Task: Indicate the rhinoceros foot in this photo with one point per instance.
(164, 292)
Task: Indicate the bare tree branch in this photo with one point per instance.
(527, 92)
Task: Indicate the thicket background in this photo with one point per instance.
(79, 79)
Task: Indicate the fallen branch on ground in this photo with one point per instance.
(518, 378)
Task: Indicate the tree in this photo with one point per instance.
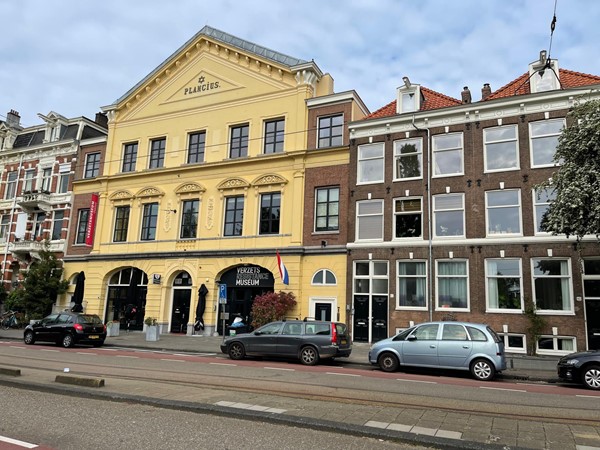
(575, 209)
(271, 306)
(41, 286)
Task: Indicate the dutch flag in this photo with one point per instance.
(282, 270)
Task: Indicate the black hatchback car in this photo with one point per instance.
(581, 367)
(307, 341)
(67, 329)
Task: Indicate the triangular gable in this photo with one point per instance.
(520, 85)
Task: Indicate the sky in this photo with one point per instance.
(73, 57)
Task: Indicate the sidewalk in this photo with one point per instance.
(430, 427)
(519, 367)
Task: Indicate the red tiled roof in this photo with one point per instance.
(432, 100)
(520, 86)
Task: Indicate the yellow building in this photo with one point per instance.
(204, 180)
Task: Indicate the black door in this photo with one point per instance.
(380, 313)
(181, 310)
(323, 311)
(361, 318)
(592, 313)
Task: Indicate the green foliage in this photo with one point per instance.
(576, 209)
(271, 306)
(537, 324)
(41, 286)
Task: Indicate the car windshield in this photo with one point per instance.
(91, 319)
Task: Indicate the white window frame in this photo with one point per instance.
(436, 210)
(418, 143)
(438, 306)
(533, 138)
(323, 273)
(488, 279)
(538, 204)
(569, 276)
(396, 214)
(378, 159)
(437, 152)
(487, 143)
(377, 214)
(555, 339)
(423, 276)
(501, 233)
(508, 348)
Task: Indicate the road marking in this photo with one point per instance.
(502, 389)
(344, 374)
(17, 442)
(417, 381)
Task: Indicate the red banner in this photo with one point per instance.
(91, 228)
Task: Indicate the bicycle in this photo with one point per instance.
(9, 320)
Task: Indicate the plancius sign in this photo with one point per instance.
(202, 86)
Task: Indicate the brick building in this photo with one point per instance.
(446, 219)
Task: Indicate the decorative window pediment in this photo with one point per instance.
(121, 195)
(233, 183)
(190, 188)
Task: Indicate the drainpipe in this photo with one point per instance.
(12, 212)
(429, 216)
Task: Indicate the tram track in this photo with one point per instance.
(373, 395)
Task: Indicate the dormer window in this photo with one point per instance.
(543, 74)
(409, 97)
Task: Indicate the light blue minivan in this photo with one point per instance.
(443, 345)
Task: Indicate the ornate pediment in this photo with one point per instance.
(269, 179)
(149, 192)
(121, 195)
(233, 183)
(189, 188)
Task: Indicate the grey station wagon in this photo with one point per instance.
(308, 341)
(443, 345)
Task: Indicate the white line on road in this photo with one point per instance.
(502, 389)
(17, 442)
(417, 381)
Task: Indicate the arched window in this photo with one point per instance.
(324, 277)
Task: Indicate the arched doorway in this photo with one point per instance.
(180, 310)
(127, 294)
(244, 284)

▶ **Description of the task**: Copy out the whole listing above, replacing every "Indicate" with "Mark" and changing nothing else. Leave the picture out of your copy.

▶ **Worked solution**:
Task: Mark the rhinoceros foot in this photo with one point per instance.
(164, 292)
Task: Mark the bare tree branch in this photo with one point per instance.
(527, 92)
Task: Mark the thicket background in this photo with one point per instance.
(79, 79)
Task: Mark the fallen branch on ground in this photo with one point per instance.
(518, 378)
Task: Mark the tree in this photo with one point per instance.
(575, 209)
(271, 306)
(41, 286)
Task: Mark the dutch flag in this photo with one point per instance.
(282, 270)
Task: Mark the black hatchback car in this photo with one point per instance.
(581, 367)
(307, 341)
(67, 329)
Task: Mark the triangular gable in this photo with one point per instance.
(520, 85)
Task: Mark the sky in this photo with one point per instance.
(73, 57)
Task: Mark the sidewalk in this photo with one point per instance.
(430, 427)
(519, 367)
Task: Mark the red tiled roof in this photo with one point per instance.
(432, 100)
(520, 86)
Task: Mark the yellow building in this photo with one point per instance.
(204, 180)
Task: Mark the black door in this photo with one point per instance.
(380, 313)
(181, 310)
(323, 311)
(361, 318)
(592, 313)
Task: Mark the green foliage in this photo with one point per instance.
(576, 209)
(271, 306)
(537, 324)
(41, 286)
Task: Mark the car windshield in this photo with one point per instance.
(91, 319)
Task: Mark the white window frame in this photo with one point per instance.
(436, 210)
(418, 143)
(438, 306)
(533, 138)
(323, 273)
(488, 279)
(538, 204)
(569, 276)
(396, 214)
(378, 159)
(437, 152)
(487, 143)
(377, 214)
(555, 339)
(423, 276)
(501, 233)
(508, 348)
Task: Mark the road marking in this photo with one point per instance.
(502, 389)
(344, 374)
(17, 442)
(417, 381)
Task: Mark the red banner in this photo with one point per instance.
(91, 228)
Task: Mark the bicycle in this photo with one point per instance.
(9, 320)
Task: Mark the plancius sign in this photo with one point per instance.
(202, 86)
Task: Mark the brick building in this photo with one point per instance.
(446, 219)
Task: Mark the decorative window pediment in this photo with one point per instance.
(121, 195)
(233, 183)
(190, 188)
Task: Mark the drainpipe in this photo with one point per instance.
(12, 212)
(429, 216)
Task: Mark the tram track in this photo with one point per instance.
(373, 395)
Task: Mark the dormer window in this photo with one point per instance.
(543, 74)
(409, 97)
Task: Mark the light blue minivan in this photo with one point per instance.
(443, 345)
Task: Mark the ornate pediment in this photo with one point per instance.
(269, 179)
(149, 192)
(121, 195)
(233, 183)
(189, 188)
Task: Mark the grey station wagon in this photo with one point per instance.
(308, 341)
(443, 345)
Task: Mark the white line on road in this photo with one point per instance.
(502, 389)
(17, 442)
(417, 381)
Task: Mark the arched window in this photo with one point per instance.
(324, 277)
Task: Mark the arched doorway in this photo with one point per instance.
(180, 310)
(127, 294)
(244, 284)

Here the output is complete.